### WORK TO COMPLETE
Can you turn each line of the records below into a JSON list of strings, one string per line and no blank lines?

### SOURCE DATA
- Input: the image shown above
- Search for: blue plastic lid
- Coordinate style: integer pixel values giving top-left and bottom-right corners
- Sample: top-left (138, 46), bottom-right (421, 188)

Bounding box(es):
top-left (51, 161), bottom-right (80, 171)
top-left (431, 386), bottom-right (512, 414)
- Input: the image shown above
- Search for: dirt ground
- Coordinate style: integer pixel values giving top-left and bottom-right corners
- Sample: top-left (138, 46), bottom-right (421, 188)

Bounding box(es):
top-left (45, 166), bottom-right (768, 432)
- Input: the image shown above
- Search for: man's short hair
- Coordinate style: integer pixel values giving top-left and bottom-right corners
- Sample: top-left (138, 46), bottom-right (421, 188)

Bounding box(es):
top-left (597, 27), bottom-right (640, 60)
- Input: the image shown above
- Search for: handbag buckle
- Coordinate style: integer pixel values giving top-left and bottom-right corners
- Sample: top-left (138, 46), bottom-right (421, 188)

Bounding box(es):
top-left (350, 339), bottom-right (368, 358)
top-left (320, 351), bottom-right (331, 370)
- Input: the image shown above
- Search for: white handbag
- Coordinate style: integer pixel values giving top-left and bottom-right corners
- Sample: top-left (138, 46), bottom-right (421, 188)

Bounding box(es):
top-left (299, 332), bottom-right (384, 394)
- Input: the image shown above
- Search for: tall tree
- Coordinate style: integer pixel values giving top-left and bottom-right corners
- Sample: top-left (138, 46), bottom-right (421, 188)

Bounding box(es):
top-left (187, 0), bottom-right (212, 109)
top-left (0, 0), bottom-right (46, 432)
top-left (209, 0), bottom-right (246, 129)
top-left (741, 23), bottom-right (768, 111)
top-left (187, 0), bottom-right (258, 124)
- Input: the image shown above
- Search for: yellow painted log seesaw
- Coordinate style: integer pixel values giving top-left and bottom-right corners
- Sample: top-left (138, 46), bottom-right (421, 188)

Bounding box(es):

### TASK ANSWER
[
  "- Input: the image shown above",
  "- Search for: blue plastic lid",
  "- Coordinate style: integer pixel values giving top-left and bottom-right corners",
  "- Sample: top-left (138, 46), bottom-right (421, 188)",
  "Bounding box(es):",
  "top-left (51, 161), bottom-right (80, 171)",
  "top-left (431, 386), bottom-right (512, 414)",
  "- Input: the image shown above",
  "- Search for: dirt ground",
  "- Coordinate style: integer pixel values giving top-left and bottom-right corners",
  "- Sample: top-left (138, 46), bottom-right (421, 188)",
  "Bounding box(es):",
  "top-left (45, 166), bottom-right (768, 432)",
  "- Input: the image shown above",
  "- Search for: man's short hair",
  "- Coordinate style: integer pixel values giving top-left and bottom-right corners",
  "- Sample: top-left (138, 46), bottom-right (421, 188)",
  "Bounding box(es):",
  "top-left (597, 27), bottom-right (640, 60)",
  "- Input: the image shown above",
  "- Search for: handbag buckle",
  "- Coordinate style: integer pixel values giving top-left and bottom-right corners",
  "- Sample: top-left (138, 46), bottom-right (421, 188)",
  "Bounding box(es):",
  "top-left (350, 339), bottom-right (368, 358)",
  "top-left (320, 351), bottom-right (331, 370)",
  "- Input: the image shown above",
  "- Search for: white handbag",
  "- Coordinate style: integer pixel values giving top-left and bottom-right corners",
  "- Sample: top-left (138, 46), bottom-right (421, 188)",
  "Bounding box(es):",
  "top-left (299, 332), bottom-right (384, 394)",
  "- Input: the image shown above",
  "- Search for: tall tree",
  "- Coordinate style: integer pixel values giving top-left and bottom-right corners",
  "- Sample: top-left (138, 46), bottom-right (421, 188)",
  "Bounding box(es):",
  "top-left (187, 0), bottom-right (212, 109)",
  "top-left (0, 0), bottom-right (46, 432)",
  "top-left (209, 0), bottom-right (246, 129)",
  "top-left (741, 23), bottom-right (768, 111)",
  "top-left (187, 0), bottom-right (258, 124)",
  "- Input: the image shown above",
  "- Search for: yellow painted log seesaw",
  "- Coordinate style: integer pixel values giving top-left and bottom-right corners",
  "- Sample: top-left (138, 46), bottom-right (421, 188)",
  "Bounding box(es):"
]